YOUR TASK: Copy all of the records below word for word, omitting the pictures.

━━ DATASET ━━

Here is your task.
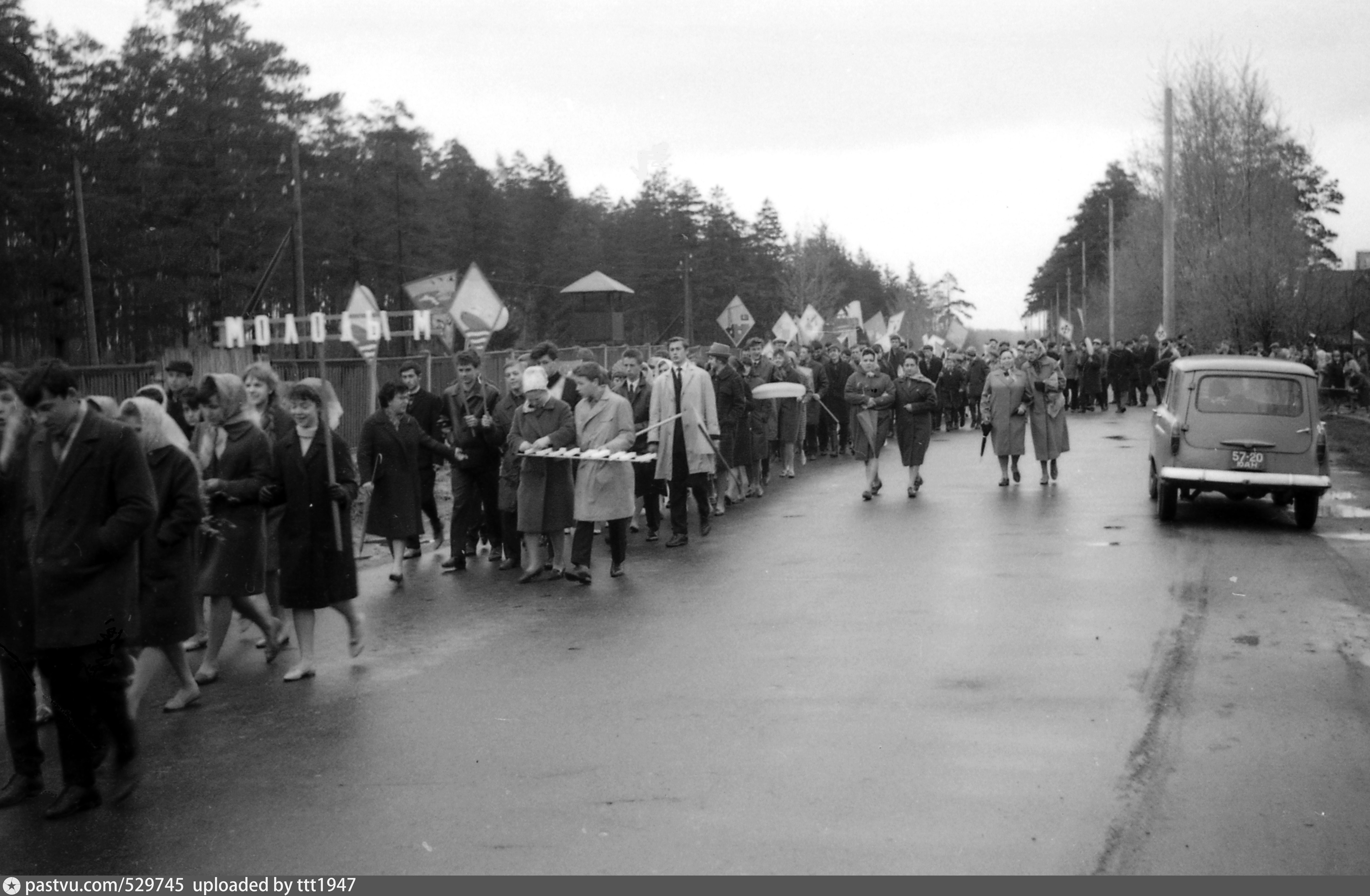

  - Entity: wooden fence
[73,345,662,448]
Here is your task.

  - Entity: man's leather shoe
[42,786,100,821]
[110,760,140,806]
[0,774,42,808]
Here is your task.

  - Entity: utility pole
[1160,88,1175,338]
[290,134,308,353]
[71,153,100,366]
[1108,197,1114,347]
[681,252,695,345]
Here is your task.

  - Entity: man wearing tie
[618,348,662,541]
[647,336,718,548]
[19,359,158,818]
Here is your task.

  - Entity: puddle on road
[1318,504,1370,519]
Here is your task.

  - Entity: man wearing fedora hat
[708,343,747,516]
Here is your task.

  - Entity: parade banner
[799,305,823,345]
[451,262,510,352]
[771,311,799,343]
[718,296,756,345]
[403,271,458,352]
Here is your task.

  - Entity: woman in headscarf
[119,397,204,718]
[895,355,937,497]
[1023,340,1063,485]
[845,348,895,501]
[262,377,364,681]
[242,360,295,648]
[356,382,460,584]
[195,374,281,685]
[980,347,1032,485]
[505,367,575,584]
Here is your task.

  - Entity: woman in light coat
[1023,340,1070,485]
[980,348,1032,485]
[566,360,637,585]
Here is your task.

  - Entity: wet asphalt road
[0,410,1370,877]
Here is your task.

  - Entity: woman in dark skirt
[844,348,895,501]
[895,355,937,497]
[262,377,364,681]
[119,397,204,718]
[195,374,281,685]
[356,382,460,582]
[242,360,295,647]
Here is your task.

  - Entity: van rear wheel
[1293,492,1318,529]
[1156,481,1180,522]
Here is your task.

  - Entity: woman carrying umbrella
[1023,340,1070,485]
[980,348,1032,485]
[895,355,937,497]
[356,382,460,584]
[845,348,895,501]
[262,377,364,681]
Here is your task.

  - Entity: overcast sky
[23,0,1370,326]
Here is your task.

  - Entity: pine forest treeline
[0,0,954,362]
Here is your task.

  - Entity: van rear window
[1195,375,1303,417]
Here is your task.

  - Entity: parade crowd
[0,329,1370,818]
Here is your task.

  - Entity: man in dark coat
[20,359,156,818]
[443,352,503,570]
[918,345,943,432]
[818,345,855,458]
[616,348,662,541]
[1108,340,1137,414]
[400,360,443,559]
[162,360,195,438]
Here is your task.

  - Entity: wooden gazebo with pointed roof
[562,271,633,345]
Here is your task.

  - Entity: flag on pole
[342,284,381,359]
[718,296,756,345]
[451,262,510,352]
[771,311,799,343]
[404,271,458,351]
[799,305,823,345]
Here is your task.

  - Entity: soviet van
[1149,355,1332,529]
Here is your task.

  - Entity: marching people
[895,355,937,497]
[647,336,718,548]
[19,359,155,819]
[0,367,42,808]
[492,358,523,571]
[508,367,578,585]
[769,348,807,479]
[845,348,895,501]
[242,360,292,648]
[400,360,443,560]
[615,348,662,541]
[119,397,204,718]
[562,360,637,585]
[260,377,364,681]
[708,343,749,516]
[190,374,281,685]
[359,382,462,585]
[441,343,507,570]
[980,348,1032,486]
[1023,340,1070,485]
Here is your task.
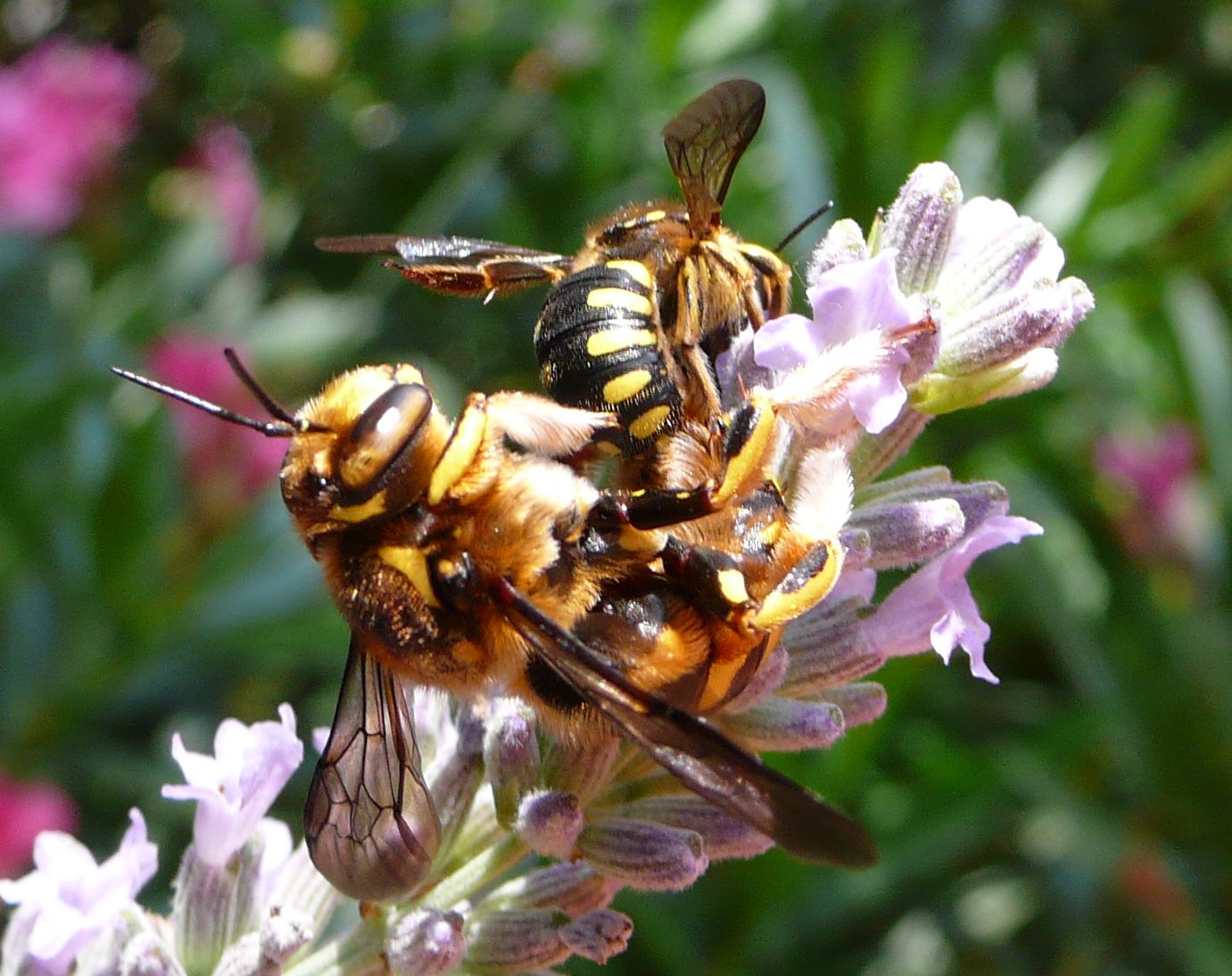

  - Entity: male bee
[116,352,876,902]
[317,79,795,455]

━━━

COMPLETED EXERCISE:
Here is your task.

  - Entity: wooden fence
[73,345,662,448]
Here is your task.

  - Entity: man's leather shoe
[42,786,100,821]
[110,760,140,806]
[0,774,42,808]
Here is your task.

  - Entity: utility pole
[1160,88,1175,338]
[290,134,308,353]
[71,153,100,366]
[1108,197,1114,347]
[681,252,695,345]
Here is your task.

  - Entity: man wearing tie
[618,348,662,541]
[647,336,718,548]
[19,359,158,818]
Here is your task.

  - Entity: puddle on road
[1318,504,1370,519]
Here is your task.

  - Entity: man wearing fedora hat
[708,343,747,516]
Here is your task.

  - Entity: parade banner
[799,305,823,345]
[451,262,510,352]
[771,311,799,343]
[718,296,756,345]
[403,271,458,352]
Here is your task.

  - Entity: woman in headscarf
[119,397,204,718]
[895,355,937,497]
[1023,340,1063,485]
[845,348,895,501]
[262,377,364,681]
[242,360,295,648]
[356,382,460,584]
[195,374,281,685]
[980,347,1032,485]
[505,367,575,584]
Here is your task.

  - Entity: woman in light coat
[1023,340,1070,485]
[980,348,1032,485]
[566,360,637,585]
Here is your task.

  - Entity: wet asphalt road
[0,410,1370,877]
Here is your task.

  - Entity: woman in dark skirt
[844,348,895,501]
[895,355,937,497]
[262,377,364,681]
[119,397,204,718]
[195,374,281,685]
[356,382,460,582]
[242,360,295,647]
Here is your task.

  - Entity: van rear wheel
[1293,492,1318,529]
[1156,481,1180,522]
Here is your task.

  - Entity: woman carrying umbrella
[1023,340,1070,485]
[980,348,1032,485]
[895,355,937,497]
[356,382,460,584]
[845,348,895,501]
[262,377,364,681]
Here is your task.

  - Entity: overcast sky
[23,0,1370,326]
Here is your task.

  - Entity: pine forest treeline
[0,0,954,362]
Here is your task.

  - Entity: van rear window
[1195,375,1303,417]
Here is your task.

  - Entity: parade crowd
[0,329,1370,818]
Here is your task.

  - Entity: man in dark coat
[20,359,156,818]
[443,352,503,570]
[918,345,943,432]
[818,345,855,458]
[616,348,662,541]
[1108,340,1137,414]
[400,360,443,559]
[162,360,195,438]
Here is your task.

  - Entity: wooden gazebo with pointed roof
[562,271,633,345]
Here is your task.

  - Entity: flag on pole
[342,284,381,359]
[718,296,756,345]
[451,262,510,352]
[771,311,799,343]
[404,271,458,351]
[799,305,823,345]
Here is your task.

  - Entity: soviet van
[1149,355,1332,529]
Here is your task.

  - Entity: marching people
[895,355,937,497]
[647,336,718,548]
[19,359,155,819]
[0,367,42,808]
[492,358,523,571]
[508,367,578,585]
[769,348,807,479]
[845,348,895,501]
[242,360,292,648]
[400,360,443,560]
[615,348,662,541]
[119,397,204,718]
[562,360,637,585]
[260,377,364,681]
[708,343,749,516]
[190,374,281,685]
[359,382,462,585]
[441,343,507,570]
[980,348,1032,486]
[1023,340,1070,485]
Here is your task.

  - Entity: male bee
[116,352,876,902]
[317,79,795,455]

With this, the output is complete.